*** MATERIAL SUPPLIED

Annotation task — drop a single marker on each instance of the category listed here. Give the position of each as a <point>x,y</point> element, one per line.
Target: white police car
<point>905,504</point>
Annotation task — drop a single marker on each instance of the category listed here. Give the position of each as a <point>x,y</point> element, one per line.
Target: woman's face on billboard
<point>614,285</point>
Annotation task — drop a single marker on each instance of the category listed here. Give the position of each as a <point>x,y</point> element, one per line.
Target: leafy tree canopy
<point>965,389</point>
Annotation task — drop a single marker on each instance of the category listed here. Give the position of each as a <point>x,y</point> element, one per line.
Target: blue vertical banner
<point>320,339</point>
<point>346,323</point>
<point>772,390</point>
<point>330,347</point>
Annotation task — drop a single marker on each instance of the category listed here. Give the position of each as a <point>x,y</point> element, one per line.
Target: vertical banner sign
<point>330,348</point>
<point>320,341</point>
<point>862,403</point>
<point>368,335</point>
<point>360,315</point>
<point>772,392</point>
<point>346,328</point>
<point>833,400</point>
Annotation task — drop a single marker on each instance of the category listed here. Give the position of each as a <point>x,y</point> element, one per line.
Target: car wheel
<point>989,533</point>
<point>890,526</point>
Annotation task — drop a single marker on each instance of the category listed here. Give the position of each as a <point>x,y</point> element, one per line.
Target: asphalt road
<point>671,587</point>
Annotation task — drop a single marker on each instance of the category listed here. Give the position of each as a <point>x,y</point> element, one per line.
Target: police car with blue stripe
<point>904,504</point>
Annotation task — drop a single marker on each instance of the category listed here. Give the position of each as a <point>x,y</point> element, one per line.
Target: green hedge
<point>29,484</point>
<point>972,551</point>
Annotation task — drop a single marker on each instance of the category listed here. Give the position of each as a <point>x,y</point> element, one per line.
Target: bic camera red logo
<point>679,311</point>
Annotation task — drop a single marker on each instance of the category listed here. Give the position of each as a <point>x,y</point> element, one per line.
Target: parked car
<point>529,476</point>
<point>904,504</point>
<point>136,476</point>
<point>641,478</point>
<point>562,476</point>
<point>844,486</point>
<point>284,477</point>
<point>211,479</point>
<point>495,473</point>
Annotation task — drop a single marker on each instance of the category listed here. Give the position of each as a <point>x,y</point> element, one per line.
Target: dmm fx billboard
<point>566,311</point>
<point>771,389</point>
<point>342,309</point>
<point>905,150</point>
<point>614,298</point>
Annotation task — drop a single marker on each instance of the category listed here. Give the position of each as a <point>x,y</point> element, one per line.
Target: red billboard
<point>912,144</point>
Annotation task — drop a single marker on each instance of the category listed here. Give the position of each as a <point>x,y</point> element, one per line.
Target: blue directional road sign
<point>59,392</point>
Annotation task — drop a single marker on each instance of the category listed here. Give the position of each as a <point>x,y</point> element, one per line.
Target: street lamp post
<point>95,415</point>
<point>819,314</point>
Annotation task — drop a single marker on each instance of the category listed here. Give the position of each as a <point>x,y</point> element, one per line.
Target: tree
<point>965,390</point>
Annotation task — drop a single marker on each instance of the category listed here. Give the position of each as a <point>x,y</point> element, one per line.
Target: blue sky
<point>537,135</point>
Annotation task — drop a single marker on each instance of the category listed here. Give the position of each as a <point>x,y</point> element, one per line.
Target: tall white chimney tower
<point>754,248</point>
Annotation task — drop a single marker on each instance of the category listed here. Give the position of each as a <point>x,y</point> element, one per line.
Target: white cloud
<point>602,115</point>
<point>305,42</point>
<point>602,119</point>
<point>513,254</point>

******

DO THIS
Write every line of the material above again, exactly.

TASK SOLUTION
Annotation task — drop a single marker on each instance of the category listed here. Give the position of each as a <point>x,y</point> element, one per line.
Target: white police car
<point>905,504</point>
Annotation task — drop a single marker on each instance of the category listed here. Give the position of each as a <point>x,y</point> element, one per line.
Target: woman's face on billboard
<point>614,285</point>
Annotation task — drop a single marker on each instance of the category listed here. Give the position of each as a <point>x,y</point> element, one per line.
Target: leafy tree canopy
<point>965,389</point>
Annotation task — drop a single marker on each instance of the category listed here. Give the position of each as a <point>x,y</point> element, one per line.
Target: blue vertical banner
<point>320,339</point>
<point>346,323</point>
<point>772,390</point>
<point>330,347</point>
Annotation task — drop a single marker on each instance of the category listed here. Give the position of each as a <point>x,y</point> element, one per line.
Target: vertical banner sign
<point>330,348</point>
<point>320,341</point>
<point>862,403</point>
<point>368,335</point>
<point>360,315</point>
<point>772,392</point>
<point>346,328</point>
<point>833,400</point>
Annotation task — drop a single marker on each instance of the category listed here. Give the position of each as a <point>x,y</point> element, one per line.
Target: car wheel
<point>989,533</point>
<point>890,526</point>
Annotation task — drop a single marker on each instance of the category listed here. Give the position of each as a <point>x,y</point> element, one per line.
Target: asphalt road
<point>671,587</point>
Annotation task — drop a single marker on each instance of the category listed here. Give the position of each as a <point>x,y</point> element, one per line.
Target: police car with blue stripe
<point>904,504</point>
Annotation task — drop a single marker on each instance of the category listed here. Give the position of each as a <point>x,y</point> element, one per line.
Target: green hedge
<point>29,484</point>
<point>972,551</point>
Annotation task — drop a single marker on each instance of the category listed here. Give the position of each as a <point>x,y</point> element, one per line.
Target: bic camera red logo
<point>679,311</point>
Annotation task — drop a single marker on each instance of the category listed here. Give the position of each as a <point>x,y</point> element, one per line.
Target: parked car
<point>529,476</point>
<point>904,504</point>
<point>136,476</point>
<point>641,478</point>
<point>562,476</point>
<point>844,486</point>
<point>284,477</point>
<point>211,479</point>
<point>495,473</point>
Annotation task — drop a single marker on each instance of the category listed here. Give the position of each as a <point>x,y</point> element, one per line.
Target: dmm fx billboard
<point>566,311</point>
<point>771,389</point>
<point>342,309</point>
<point>905,150</point>
<point>614,298</point>
Annotation task — drop a single marker on each instance of the category listed here. Give the position of each as a <point>x,y</point> element, one per line.
Target: red billboard
<point>912,144</point>
Annotation task — drop a single marker on each instance of the category listed here. Give the position of each as a <point>x,y</point> element, one per line.
Target: blue directional road sign
<point>59,392</point>
Annotation task — drop a single marker on each instance of the category listed here. Give the position of each as a <point>x,y</point> element, one per line.
Target: street lamp post
<point>95,415</point>
<point>819,314</point>
Annotation task — drop a single marker on each instance of the category listed here. Give the position of each as a <point>x,y</point> element, one per line.
Target: tree
<point>965,390</point>
Annotation task — drop a single marker on each instance of the category listed here. Give the position of each as a <point>x,y</point> element, one per line.
Target: blue sky
<point>537,135</point>
Annotation task — drop a single marker on each instance of the category listed here. Give the position of each as a <point>x,y</point> element, one per line.
Target: tall white chimney tower
<point>754,248</point>
Annotation task — drop a single marker on each instance of the category listed here. Give the position of each as a <point>x,y</point> element, one per line.
Target: white cloud
<point>602,115</point>
<point>305,42</point>
<point>602,119</point>
<point>513,254</point>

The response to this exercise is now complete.